↓↓↓

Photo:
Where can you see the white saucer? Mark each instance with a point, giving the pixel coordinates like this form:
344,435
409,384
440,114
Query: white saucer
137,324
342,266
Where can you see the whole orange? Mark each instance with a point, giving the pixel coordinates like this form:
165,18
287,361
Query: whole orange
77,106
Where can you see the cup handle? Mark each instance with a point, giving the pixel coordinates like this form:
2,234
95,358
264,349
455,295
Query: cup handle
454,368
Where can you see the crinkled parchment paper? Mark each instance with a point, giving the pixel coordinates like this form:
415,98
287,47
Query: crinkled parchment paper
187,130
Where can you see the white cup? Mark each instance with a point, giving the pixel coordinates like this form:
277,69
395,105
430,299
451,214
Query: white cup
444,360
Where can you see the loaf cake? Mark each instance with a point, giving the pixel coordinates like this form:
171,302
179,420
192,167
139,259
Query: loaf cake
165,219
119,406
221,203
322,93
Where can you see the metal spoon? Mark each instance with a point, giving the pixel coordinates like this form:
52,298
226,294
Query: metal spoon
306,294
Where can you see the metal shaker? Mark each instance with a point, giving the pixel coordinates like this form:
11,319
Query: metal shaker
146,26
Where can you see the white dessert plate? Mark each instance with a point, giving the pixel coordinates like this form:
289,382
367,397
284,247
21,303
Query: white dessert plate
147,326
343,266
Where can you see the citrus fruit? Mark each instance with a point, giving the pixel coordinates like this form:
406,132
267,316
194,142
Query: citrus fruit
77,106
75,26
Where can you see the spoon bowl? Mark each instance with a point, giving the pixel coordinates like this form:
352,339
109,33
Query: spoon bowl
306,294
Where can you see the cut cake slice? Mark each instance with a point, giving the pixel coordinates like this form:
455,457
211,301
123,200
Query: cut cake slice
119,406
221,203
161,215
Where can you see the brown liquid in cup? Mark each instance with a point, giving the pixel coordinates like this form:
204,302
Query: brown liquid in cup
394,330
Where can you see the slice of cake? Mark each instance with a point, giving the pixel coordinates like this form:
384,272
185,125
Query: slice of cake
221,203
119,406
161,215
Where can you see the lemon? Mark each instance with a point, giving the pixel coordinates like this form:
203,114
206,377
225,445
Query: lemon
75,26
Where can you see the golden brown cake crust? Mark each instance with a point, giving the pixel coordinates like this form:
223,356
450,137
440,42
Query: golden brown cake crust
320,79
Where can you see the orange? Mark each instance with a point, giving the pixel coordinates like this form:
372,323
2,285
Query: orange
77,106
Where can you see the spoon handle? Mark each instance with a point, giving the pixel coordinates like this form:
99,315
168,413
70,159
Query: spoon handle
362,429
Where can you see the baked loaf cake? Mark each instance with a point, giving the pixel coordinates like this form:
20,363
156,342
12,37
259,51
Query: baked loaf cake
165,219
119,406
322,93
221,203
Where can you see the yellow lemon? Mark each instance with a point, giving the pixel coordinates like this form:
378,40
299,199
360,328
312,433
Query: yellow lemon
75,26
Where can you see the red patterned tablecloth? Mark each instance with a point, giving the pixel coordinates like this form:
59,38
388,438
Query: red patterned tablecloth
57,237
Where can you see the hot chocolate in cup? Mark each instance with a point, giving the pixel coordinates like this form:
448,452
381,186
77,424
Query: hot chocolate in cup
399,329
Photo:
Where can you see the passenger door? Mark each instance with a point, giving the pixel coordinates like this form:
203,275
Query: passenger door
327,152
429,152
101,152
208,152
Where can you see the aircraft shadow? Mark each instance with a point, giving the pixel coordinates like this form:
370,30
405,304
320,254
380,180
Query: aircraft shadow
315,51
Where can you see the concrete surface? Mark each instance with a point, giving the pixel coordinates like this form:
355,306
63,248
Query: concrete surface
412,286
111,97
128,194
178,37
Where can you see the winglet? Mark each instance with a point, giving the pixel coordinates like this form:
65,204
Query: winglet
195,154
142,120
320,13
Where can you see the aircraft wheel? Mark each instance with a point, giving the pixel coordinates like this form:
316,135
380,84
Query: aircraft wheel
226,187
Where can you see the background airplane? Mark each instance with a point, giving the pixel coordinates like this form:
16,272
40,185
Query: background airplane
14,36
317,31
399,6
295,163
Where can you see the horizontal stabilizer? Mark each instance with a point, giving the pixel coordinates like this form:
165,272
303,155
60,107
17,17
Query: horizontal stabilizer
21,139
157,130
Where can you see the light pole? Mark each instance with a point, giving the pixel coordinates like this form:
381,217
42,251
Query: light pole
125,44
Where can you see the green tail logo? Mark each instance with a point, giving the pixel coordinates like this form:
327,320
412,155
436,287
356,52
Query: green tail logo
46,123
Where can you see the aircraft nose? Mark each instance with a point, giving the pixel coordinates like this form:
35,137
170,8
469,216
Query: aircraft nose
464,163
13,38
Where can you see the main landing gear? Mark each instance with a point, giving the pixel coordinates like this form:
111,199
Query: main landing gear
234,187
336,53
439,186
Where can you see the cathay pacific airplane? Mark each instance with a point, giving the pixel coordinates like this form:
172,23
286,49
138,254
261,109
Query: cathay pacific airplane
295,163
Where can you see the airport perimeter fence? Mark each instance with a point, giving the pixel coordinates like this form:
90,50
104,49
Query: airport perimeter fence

↑↑↑

◆ **TASK OBJECTIVE**
Begin at the line containing "Where can you see the aircraft nose?" and reproduce each line through the end of the records above.

◆ **SOLUTION TO THIS PROBLEM**
Where can you see the aircraft nose? Mark each instance with a point, giving the pixel coordinates like this form:
35,137
170,8
469,216
Query: aircraft nose
464,163
13,38
Where can you see the main landing gear? Mark each instance with a point, giving the pixel coordinates like this form:
111,199
Query: main landing gear
234,187
336,53
439,186
Where can you see the cathay pacific airplane? Mark each instance with a point, giving the pixel coordinates like this form:
172,23
286,49
138,254
261,109
Query: cathay pacific airplane
295,163
Where can you see the airport perimeter fence? Mark each instance with a point, giving the pixel coordinates like this form:
90,50
104,49
Query: airport perimeter fence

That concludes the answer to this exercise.